======== DOCUMENT SECTION
Cloud Run Deployment

Critical Configuration

#!/bin/bash
# deploy.sh

PROJECT_ID="your-project-id"
REGION="us-central1"
SERVICE_NAME="gemini-live-telephony"
IMAGE="gcr.io/${PROJECT_ID}/${SERVICE_NAME}:latest"

# Build container
docker build -t ${IMAGE} .
docker push ${IMAGE}

# Deploy to Cloud Run with production settings
gcloud run deploy ${SERVICE_NAME} \
  --image ${IMAGE} \
  --region ${REGION} \
  --platform managed \
  --allow-unauthenticated \
  \
  `# Critical settings for low-latency voice` \
  --min-instances=1 \
  --max-instances=100 \
  --timeout=3600 \
  --memory=2Gi \
  --cpu=2 \
  --concurrency=1 \
  --session-affinity \
  --no-cpu-throttling \
  \
  `# Environment variables` \
  --set-env-vars="GOOGLE_CLOUD_PROJECT=${PROJECT_ID}" \
  --set-env-vars="GOOGLE_CLOUD_LOCATION=${REGION}" \
  --set-env-vars="GOOGLE_GENAI_MODEL=gemini-2.0-flash-native-audio" \
  --set-env-vars="SERVICE_URL=https://SERVICE_URL_PLACEHOLDER"

# Get service URL
SERVICE_URL=$(gcloud run services describe ${SERVICE_NAME} \
  --region=${REGION} \
  --format='value(status.url)')

echo "Service URL: ${SERVICE_URL}"
echo "Configure Twilio webhook: ${SERVICE_URL}/twiml"

Configuration Rationale

min-instances=1

Eliminates cold starts. Critical for phone calls - users won’t wait 10s for first response.

concurrency=1

Each instance handles one call. Prevents resource contention for CPU-intensive audio processing.
================
======== DATA EXTRACT
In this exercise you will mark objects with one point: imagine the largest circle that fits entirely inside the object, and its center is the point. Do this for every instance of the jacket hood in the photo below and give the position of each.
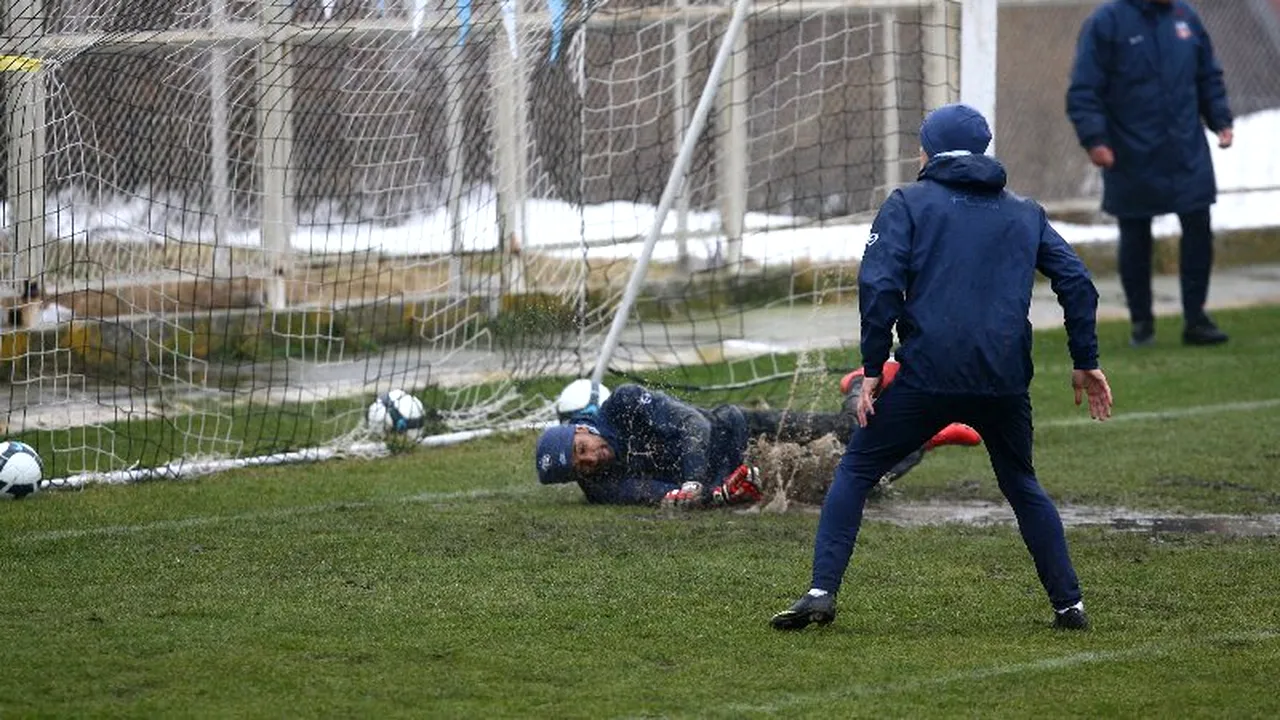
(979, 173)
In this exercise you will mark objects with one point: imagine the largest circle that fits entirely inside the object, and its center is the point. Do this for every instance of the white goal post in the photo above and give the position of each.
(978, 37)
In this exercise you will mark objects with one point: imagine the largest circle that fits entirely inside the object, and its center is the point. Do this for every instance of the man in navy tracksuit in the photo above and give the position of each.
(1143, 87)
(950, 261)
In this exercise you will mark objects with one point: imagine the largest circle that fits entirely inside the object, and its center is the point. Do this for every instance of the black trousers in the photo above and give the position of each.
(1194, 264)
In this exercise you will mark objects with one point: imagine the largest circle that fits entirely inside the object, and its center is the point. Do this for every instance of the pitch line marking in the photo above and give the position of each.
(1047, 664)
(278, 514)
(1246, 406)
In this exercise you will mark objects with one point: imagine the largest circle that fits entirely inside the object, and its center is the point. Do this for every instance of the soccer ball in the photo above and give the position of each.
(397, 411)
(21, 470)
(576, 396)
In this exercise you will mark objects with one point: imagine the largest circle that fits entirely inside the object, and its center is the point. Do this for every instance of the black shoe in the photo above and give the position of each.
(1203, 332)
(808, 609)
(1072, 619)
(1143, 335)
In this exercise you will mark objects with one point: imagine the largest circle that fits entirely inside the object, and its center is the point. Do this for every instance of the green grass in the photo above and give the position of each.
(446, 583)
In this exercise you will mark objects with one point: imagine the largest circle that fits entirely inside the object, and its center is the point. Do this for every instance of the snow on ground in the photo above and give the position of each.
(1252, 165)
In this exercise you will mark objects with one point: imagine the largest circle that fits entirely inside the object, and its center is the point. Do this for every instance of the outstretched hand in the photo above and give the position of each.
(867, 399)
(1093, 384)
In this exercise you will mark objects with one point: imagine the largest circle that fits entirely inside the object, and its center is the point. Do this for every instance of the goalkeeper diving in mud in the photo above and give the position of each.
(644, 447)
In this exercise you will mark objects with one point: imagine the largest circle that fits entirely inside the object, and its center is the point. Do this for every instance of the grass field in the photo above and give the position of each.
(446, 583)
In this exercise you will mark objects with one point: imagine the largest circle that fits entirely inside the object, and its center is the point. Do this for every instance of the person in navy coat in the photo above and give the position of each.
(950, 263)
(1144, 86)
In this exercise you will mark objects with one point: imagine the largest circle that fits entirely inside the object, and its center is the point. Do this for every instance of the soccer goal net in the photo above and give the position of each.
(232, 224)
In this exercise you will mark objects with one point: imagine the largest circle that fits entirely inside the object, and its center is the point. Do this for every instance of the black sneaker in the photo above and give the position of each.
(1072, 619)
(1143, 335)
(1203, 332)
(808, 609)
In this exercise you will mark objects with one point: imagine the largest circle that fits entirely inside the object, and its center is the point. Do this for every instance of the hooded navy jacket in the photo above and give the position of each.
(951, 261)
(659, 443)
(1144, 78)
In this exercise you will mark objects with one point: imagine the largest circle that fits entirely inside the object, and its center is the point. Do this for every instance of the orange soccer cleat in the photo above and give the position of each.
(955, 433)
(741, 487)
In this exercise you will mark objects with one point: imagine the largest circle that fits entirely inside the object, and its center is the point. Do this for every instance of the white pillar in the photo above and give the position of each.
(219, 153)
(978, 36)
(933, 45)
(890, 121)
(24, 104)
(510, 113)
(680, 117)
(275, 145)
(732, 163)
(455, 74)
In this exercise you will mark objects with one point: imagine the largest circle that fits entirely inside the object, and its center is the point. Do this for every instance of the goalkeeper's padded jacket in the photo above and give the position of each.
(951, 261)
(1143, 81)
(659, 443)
================
======== DATA EXTRACT
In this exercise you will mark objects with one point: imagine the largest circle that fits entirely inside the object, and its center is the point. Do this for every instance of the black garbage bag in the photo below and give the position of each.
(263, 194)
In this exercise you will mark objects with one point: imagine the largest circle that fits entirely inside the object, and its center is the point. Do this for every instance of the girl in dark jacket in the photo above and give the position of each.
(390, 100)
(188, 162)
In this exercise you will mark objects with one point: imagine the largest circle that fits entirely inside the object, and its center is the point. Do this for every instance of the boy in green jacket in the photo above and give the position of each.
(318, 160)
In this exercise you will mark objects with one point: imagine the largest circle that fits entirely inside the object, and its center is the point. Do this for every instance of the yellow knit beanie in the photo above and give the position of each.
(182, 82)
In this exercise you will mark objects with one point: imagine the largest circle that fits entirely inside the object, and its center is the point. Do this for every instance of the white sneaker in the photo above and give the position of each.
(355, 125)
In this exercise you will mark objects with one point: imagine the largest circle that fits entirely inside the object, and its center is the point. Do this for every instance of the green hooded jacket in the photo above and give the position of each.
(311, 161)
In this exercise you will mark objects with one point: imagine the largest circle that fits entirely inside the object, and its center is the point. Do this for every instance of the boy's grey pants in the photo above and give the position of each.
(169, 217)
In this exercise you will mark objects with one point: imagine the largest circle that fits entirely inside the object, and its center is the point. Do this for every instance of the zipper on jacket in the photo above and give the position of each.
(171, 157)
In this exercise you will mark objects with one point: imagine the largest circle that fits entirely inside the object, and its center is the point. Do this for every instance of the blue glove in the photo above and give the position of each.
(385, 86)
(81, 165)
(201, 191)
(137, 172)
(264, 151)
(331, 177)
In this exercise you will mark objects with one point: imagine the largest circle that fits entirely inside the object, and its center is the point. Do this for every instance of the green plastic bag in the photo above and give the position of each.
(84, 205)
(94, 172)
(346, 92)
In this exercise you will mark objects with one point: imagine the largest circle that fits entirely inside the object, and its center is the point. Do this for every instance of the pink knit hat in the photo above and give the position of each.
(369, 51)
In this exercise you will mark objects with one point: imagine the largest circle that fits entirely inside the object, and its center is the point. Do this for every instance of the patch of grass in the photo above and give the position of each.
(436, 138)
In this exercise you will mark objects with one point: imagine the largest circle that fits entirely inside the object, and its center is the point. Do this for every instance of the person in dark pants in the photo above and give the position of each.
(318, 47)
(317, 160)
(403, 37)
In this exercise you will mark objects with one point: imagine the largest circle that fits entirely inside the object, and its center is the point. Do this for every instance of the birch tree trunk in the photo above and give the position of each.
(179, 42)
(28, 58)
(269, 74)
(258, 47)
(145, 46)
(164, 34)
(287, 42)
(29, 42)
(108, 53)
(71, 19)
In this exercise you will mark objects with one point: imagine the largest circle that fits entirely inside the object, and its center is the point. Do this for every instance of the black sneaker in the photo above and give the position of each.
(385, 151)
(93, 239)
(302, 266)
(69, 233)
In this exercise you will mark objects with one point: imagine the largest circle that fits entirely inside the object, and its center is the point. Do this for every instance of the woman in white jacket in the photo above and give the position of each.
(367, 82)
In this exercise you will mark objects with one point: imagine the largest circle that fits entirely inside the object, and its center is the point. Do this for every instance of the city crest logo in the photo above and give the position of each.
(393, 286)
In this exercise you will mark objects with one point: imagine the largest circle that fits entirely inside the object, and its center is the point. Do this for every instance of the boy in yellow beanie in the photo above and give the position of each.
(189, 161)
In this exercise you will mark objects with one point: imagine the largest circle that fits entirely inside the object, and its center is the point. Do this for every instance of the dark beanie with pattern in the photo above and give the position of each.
================
COMPLETE THE FOLLOWING:
1) Do these statements agree with the Cloud Run deployment text? Answer yes or no for each, quoting the words of the text that decide it. (a) The script sets the maximum number of instances to 50. (b) Setting min-instances=1 eliminates cold starts. (c) With concurrency=1, each instance handles one call.
2) Could you swap "phone calls" for "voice calls" in the Cloud Run deployment text and write out the passage starting at "# Get service" and ending at "for first response."?

ANSWER LIST:
1)
(a) No: "--max-instances=100"
(b) Yes: "Eliminates cold starts."
(c) Yes: "Each instance handles one call."

2)
# Get service URL
SERVICE_URL=$(gcloud run services describe ${SERVICE_NAME} \
  --region=${REGION} \
  --format='value(status.url)')

echo "Service URL: ${SERVICE_URL}"
echo "Configure Twilio webhook: ${SERVICE_URL}/twiml"

Configuration Rationale

min-instances=1

Eliminates cold starts. Critical for voice calls - users won’t wait 10s for first response.